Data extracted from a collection
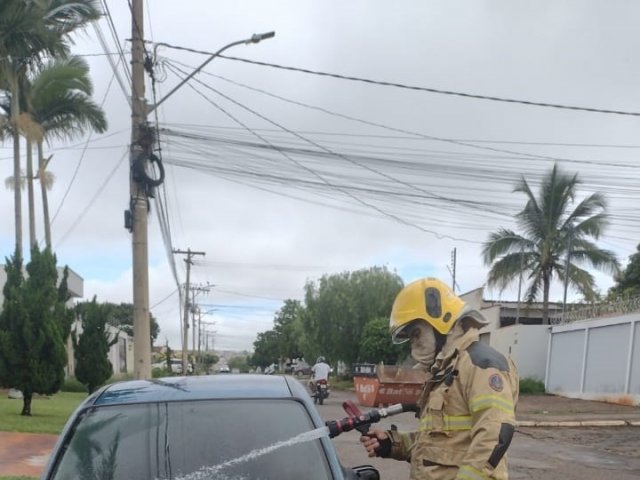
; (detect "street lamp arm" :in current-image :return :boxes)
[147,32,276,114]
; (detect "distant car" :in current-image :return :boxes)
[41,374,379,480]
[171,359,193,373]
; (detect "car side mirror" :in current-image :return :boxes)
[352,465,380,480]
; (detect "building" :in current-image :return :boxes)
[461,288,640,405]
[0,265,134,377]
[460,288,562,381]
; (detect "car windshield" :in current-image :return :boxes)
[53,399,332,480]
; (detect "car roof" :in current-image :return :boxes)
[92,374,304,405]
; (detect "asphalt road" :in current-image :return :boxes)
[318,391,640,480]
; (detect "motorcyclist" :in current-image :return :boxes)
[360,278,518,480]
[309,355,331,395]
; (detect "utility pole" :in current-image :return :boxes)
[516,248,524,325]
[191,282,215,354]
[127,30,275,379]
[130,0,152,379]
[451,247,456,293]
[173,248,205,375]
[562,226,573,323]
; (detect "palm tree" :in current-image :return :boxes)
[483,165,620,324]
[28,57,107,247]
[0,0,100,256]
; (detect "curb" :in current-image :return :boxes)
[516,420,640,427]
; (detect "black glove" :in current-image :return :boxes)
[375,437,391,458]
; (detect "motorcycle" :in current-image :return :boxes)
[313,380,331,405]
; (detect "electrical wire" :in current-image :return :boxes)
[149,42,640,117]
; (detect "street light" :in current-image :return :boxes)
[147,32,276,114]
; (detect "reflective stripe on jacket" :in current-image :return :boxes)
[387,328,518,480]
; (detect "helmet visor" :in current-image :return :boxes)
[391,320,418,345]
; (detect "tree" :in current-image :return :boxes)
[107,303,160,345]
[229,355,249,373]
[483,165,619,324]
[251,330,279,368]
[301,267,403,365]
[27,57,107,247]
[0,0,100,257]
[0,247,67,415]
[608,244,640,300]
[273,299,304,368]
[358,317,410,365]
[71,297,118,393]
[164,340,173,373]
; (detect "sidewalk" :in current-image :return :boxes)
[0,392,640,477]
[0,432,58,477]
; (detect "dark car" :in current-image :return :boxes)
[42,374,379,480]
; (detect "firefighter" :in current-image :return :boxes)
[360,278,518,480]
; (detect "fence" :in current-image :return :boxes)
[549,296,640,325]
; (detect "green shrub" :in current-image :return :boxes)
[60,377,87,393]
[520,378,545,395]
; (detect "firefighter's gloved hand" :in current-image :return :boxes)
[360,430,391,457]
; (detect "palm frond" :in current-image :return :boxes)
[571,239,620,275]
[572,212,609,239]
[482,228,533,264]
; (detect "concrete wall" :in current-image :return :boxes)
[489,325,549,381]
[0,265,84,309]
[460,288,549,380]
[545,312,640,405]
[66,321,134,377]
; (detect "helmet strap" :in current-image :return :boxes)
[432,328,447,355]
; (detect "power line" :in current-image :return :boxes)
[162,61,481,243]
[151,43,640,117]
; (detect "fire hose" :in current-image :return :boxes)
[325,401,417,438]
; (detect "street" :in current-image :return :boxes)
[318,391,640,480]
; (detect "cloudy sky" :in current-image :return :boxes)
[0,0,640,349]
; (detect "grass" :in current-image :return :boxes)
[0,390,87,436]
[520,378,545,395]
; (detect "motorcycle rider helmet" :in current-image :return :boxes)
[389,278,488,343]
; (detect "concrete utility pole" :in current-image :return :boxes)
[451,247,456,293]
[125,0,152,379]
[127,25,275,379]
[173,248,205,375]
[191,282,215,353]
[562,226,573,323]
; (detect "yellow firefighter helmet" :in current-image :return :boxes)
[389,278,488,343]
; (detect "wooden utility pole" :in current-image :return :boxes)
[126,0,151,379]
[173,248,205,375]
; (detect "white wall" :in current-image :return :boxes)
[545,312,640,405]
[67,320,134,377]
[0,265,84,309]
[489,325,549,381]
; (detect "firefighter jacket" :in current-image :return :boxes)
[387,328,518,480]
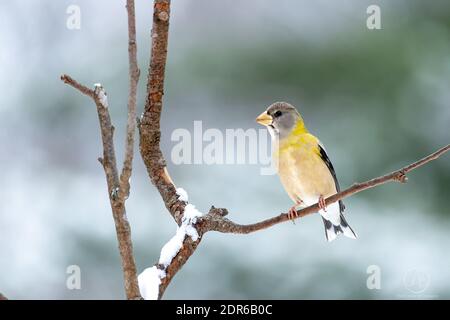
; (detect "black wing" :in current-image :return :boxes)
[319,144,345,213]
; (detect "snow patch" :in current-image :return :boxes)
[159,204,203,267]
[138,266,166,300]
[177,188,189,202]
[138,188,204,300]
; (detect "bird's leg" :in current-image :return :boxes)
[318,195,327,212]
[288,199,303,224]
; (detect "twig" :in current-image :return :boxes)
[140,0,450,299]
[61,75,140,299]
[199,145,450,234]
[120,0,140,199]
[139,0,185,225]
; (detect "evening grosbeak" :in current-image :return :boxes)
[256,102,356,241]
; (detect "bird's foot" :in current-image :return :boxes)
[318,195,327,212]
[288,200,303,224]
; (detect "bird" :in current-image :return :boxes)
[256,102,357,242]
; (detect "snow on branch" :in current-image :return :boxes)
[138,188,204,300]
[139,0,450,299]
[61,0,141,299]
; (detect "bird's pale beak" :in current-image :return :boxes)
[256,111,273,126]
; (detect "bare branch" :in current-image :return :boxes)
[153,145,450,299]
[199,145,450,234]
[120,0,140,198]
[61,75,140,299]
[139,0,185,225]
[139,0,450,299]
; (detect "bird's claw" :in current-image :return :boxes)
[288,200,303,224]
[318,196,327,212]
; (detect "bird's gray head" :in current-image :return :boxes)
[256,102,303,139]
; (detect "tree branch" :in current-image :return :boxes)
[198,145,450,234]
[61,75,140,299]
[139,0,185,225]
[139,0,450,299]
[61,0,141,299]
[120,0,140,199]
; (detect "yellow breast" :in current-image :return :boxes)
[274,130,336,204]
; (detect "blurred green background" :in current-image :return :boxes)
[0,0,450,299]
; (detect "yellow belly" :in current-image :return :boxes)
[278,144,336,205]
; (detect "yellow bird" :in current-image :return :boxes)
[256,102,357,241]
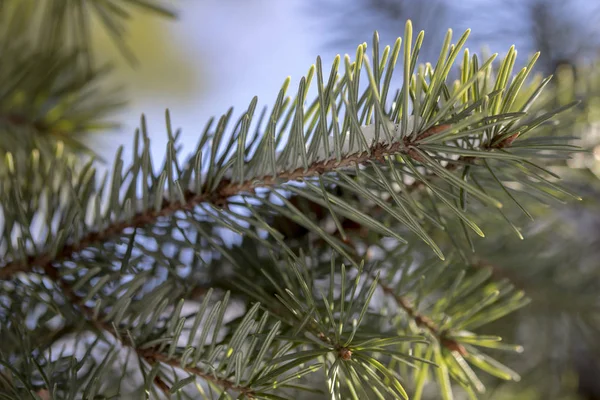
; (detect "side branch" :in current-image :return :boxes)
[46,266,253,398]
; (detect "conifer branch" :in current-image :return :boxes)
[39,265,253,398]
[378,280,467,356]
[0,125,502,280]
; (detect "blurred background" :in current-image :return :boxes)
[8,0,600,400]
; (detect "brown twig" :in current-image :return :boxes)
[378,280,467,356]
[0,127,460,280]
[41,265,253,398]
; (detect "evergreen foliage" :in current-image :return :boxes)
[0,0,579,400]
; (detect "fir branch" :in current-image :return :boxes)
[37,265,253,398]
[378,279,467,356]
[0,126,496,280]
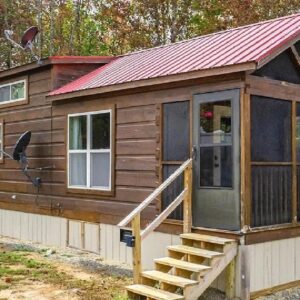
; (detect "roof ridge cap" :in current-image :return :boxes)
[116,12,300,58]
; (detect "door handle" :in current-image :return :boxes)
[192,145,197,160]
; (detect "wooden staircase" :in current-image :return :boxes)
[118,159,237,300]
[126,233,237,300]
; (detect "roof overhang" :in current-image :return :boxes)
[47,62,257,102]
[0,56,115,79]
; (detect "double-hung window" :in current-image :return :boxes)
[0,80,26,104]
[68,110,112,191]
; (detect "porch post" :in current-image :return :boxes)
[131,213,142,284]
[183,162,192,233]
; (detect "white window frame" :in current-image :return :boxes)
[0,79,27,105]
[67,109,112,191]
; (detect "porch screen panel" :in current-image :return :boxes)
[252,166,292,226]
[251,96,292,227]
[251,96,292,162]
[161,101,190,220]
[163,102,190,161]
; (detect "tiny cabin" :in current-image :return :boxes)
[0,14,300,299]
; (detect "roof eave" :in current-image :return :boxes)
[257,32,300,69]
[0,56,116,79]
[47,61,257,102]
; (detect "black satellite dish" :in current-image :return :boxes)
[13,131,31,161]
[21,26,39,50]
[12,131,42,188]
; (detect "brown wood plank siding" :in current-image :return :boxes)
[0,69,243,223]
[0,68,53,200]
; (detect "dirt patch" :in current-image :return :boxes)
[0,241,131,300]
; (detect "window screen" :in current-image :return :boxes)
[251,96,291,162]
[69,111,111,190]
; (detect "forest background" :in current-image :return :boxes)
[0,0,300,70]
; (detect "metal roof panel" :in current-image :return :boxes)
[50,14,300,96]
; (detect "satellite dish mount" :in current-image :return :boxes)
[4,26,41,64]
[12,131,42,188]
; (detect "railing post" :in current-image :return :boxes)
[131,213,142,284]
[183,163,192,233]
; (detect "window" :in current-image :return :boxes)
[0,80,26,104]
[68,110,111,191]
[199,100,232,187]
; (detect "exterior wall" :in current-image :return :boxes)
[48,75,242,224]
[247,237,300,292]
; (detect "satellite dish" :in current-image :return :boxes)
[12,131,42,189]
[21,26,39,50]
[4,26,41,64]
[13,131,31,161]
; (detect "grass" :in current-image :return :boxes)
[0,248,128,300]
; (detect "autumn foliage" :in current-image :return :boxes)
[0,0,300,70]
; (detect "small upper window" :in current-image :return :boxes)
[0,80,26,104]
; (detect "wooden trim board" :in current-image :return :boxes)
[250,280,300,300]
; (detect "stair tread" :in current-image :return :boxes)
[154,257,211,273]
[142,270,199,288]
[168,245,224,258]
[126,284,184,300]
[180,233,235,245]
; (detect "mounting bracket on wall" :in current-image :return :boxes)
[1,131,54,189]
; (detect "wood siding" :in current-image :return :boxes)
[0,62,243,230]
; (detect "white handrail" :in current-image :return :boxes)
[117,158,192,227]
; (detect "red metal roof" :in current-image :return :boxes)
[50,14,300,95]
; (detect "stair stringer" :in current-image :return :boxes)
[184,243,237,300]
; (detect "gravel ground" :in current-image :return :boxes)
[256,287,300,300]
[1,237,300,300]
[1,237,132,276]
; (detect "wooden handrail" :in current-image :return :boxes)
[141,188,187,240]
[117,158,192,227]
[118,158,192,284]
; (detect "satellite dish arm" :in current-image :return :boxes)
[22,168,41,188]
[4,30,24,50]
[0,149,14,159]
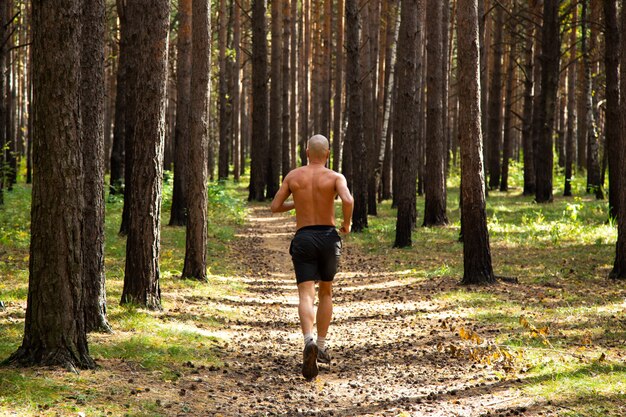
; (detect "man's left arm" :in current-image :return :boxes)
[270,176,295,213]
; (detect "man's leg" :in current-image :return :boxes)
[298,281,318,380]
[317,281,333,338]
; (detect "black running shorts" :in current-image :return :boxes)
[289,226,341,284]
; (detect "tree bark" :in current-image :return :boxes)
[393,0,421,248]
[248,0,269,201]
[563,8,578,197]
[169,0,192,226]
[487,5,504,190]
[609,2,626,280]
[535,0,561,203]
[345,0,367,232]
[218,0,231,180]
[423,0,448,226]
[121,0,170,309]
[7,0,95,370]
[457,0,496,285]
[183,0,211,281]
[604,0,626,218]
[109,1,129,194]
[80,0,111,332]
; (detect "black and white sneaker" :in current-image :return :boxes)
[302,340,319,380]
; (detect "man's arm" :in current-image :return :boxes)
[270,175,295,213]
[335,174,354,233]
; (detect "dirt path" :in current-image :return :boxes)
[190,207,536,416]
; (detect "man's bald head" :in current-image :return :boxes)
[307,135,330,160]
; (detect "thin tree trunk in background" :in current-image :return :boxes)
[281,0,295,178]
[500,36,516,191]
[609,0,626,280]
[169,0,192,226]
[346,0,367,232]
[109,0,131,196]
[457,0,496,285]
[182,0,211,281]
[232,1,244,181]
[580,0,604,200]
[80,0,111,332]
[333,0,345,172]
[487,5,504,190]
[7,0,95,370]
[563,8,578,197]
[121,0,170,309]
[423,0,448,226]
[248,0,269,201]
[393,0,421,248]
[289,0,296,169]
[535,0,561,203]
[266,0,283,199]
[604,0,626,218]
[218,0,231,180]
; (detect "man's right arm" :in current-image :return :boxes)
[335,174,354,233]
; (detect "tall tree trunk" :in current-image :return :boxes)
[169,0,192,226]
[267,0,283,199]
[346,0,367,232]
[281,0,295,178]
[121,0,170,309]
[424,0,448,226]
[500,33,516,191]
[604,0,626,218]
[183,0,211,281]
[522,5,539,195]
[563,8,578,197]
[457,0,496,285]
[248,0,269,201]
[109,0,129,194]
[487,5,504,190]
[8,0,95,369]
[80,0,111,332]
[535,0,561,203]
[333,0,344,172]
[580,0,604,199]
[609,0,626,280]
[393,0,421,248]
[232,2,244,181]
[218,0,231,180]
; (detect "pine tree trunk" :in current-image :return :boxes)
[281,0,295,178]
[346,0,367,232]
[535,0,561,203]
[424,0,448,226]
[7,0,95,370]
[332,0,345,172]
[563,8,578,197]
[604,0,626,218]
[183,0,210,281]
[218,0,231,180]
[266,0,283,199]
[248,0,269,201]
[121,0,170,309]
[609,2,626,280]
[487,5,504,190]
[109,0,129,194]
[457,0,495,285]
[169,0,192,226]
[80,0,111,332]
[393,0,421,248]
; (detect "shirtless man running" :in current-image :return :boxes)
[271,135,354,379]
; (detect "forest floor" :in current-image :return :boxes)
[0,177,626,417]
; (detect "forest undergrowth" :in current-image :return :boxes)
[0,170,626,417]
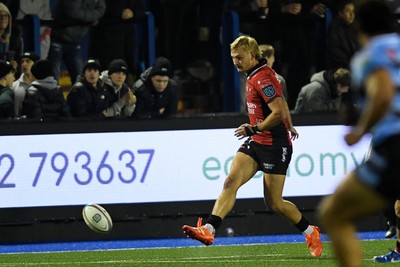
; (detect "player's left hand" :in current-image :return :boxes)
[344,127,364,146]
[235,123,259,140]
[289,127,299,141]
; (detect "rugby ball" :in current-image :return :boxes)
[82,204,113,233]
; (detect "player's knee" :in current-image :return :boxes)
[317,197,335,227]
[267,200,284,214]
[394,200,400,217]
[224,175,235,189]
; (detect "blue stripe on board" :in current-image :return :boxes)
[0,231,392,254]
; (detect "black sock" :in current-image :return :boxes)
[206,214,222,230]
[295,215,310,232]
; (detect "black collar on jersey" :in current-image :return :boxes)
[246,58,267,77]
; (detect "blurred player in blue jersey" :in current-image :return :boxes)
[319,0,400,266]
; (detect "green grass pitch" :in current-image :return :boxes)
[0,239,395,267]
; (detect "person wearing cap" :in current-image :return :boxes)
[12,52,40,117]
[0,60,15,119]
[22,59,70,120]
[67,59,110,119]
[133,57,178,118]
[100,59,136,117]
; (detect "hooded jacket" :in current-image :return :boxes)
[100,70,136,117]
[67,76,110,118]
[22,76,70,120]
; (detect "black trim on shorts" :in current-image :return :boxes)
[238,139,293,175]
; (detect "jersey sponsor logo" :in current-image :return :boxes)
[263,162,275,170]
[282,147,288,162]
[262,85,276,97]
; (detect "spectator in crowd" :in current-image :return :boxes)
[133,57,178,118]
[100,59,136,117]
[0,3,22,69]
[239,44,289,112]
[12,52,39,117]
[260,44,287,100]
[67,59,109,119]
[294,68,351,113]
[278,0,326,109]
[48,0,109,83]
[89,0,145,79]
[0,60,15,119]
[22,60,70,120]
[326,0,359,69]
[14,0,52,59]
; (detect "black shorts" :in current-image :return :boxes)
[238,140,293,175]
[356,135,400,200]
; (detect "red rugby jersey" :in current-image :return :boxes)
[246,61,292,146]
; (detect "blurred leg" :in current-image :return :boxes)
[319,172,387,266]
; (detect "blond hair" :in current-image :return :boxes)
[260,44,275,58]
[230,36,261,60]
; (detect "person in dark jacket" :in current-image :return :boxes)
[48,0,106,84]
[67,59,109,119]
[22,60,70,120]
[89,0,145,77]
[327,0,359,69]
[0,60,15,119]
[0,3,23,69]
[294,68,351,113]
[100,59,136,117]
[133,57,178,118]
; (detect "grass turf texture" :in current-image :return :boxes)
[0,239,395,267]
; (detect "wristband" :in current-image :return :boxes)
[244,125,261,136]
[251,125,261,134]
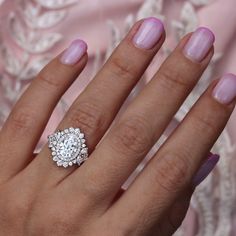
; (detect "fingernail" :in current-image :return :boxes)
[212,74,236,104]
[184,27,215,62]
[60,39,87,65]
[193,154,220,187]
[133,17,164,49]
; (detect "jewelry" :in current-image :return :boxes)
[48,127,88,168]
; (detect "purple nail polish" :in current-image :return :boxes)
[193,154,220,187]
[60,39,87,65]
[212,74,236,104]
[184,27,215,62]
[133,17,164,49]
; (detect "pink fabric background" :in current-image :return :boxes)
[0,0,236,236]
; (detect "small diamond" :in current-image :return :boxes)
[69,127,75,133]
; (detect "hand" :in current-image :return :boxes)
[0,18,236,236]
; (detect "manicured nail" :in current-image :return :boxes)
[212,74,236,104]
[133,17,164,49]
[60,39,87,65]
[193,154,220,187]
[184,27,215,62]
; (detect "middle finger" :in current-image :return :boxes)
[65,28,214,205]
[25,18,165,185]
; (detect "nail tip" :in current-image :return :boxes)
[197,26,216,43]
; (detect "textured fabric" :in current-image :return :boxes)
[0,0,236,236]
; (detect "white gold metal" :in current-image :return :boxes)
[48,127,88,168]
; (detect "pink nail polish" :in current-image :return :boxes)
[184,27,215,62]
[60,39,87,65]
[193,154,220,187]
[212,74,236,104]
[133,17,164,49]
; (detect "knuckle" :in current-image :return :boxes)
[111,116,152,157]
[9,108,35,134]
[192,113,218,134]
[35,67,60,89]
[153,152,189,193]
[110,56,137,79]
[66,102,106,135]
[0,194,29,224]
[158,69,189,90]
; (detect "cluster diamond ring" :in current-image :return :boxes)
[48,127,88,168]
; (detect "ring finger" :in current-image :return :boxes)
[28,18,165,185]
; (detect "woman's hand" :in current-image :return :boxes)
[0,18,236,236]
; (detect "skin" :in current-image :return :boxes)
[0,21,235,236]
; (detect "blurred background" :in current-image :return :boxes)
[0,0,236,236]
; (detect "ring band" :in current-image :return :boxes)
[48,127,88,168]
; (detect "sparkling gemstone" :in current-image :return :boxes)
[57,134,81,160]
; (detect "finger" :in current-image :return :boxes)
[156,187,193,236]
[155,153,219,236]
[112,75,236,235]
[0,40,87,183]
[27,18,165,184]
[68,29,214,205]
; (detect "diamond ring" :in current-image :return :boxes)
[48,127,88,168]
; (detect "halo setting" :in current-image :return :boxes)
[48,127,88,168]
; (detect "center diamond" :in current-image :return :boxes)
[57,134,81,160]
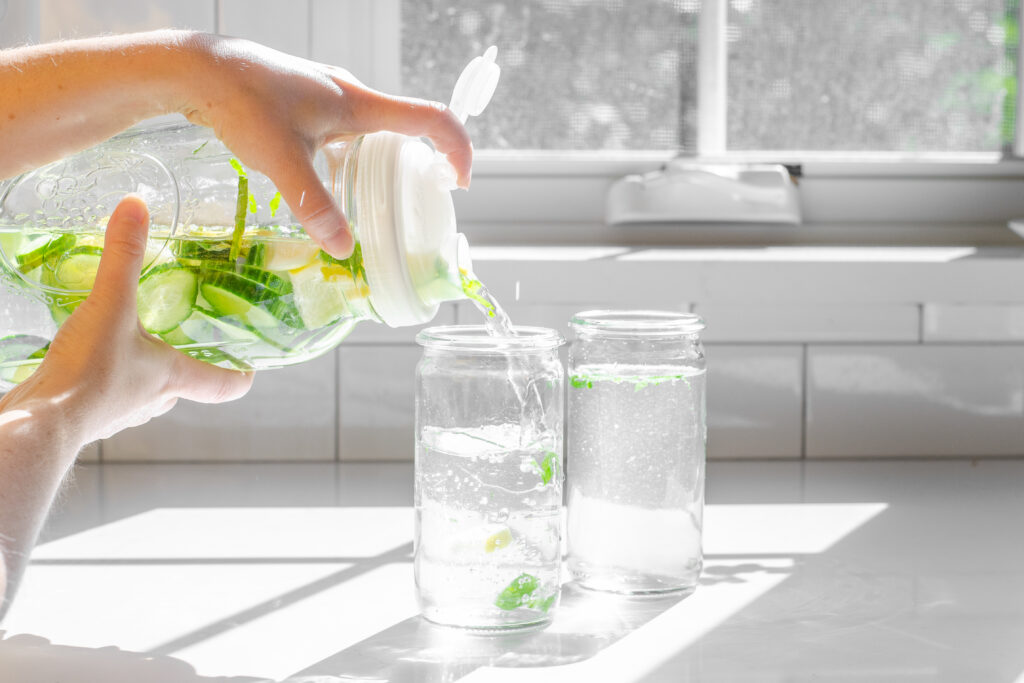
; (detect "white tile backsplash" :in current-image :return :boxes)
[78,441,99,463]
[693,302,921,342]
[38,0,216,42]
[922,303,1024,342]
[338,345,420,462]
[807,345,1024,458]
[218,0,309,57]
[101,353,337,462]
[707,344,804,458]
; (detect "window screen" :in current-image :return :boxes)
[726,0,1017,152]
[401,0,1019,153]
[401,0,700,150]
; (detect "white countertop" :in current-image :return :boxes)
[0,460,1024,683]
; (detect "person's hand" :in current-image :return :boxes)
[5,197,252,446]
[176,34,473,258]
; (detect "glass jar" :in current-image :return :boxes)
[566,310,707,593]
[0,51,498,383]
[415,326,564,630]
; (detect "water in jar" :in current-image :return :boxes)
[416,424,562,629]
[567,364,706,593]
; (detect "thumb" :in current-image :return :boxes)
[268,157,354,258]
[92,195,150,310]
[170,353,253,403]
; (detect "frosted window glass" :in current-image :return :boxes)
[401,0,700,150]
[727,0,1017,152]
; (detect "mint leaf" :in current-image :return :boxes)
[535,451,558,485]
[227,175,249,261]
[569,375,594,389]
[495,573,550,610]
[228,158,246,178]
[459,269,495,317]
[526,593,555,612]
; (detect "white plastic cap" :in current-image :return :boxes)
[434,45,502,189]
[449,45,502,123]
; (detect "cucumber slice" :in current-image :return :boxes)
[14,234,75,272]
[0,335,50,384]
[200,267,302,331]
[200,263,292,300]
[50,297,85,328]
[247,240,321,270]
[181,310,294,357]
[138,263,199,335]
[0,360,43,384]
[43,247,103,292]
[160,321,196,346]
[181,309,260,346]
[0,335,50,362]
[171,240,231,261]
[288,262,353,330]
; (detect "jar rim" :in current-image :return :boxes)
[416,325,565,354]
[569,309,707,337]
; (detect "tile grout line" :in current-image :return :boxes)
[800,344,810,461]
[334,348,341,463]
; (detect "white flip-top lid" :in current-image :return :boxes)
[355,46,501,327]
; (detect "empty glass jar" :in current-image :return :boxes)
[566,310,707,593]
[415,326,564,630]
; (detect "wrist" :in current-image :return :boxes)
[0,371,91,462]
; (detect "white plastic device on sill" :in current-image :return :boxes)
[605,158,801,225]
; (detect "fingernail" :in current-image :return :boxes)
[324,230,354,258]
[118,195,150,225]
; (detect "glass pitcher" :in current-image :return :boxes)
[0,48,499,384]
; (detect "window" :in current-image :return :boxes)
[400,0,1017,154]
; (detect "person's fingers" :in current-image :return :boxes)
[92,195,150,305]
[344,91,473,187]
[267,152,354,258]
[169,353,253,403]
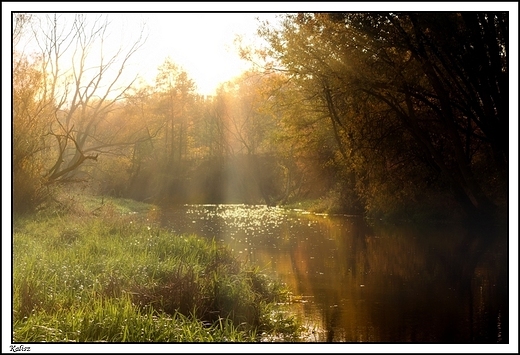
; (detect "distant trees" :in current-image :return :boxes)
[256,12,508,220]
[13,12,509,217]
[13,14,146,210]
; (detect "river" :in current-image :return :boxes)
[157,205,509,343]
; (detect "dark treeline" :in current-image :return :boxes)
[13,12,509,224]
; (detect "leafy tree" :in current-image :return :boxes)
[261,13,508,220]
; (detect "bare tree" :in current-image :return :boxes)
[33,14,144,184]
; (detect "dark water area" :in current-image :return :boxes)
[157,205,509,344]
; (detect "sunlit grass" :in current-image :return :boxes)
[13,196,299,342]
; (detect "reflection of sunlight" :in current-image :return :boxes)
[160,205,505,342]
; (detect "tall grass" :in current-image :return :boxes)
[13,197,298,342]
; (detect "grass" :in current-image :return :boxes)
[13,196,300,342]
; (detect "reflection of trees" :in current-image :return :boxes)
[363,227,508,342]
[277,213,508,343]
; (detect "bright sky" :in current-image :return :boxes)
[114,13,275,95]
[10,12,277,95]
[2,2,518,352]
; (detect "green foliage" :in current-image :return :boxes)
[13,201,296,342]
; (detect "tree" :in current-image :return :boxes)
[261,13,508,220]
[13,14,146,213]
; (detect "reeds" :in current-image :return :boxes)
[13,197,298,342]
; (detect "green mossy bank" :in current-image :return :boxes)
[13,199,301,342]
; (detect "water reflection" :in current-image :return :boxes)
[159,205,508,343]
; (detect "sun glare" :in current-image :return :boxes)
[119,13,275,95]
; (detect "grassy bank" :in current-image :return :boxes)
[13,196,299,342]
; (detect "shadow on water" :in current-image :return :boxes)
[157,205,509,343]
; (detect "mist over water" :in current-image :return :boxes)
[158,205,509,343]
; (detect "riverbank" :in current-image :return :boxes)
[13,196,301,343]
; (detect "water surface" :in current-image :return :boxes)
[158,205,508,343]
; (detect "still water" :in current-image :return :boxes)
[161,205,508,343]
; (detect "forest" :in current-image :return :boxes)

Stated goal: Offset every bounding-box coordinate by +145 and reproduce all lines from the start of the entries through the line containing "[391,320,418,345]", inclusive, keeping each detect line unchanged. Leave the pictures out of the output.

Task response:
; (detect "street lamp arm" :in current-image :return :boxes)
[292,177,421,259]
; (detect "distant car" :in current-image :return :boxes)
[186,519,524,625]
[316,504,338,518]
; (detect "car side mirror" :in current-image :return :boxes)
[497,610,525,625]
; (detect "building" :in current-image :return :boxes)
[606,433,785,550]
[145,410,279,522]
[605,433,707,526]
; (detect "car windshield" :in current-image :return :boxes)
[198,544,477,625]
; (detect "car roof" :in current-image :return :boxes)
[237,519,449,550]
; (detect "asphalt road" :in current-image :return :boxes)
[463,536,785,625]
; (detect "motorcyclist" :in current-image :return :boxes)
[505,423,663,625]
[454,500,476,540]
; (detect "utility pole" :in current-image :return :boxes)
[661,393,669,470]
[336,427,360,499]
[272,175,420,524]
[275,145,297,524]
[596,392,601,438]
[318,393,350,520]
[707,371,718,468]
; (detect "palm tree" :in current-image :return :boxes)
[628,310,765,469]
[173,202,252,392]
[145,145,245,401]
; (detect "curb" :in current-image :return :boxes)
[661,565,785,572]
; (detect "black glove" :in current-image :return :boxes)
[520,582,536,603]
; (detect "motorcycle" :in current-image :return :boxes)
[458,525,476,550]
; (detect "electrical wire" :in current-image :return :boxes)
[294,187,785,262]
; (detect "street light" :in current-image :return :boxes)
[292,177,421,259]
; (detect "reflective stripe on jacket" :in current-image :return :boxes)
[532,473,663,625]
; (detect "helmet visor" :in current-image :return :boxes)
[536,465,563,490]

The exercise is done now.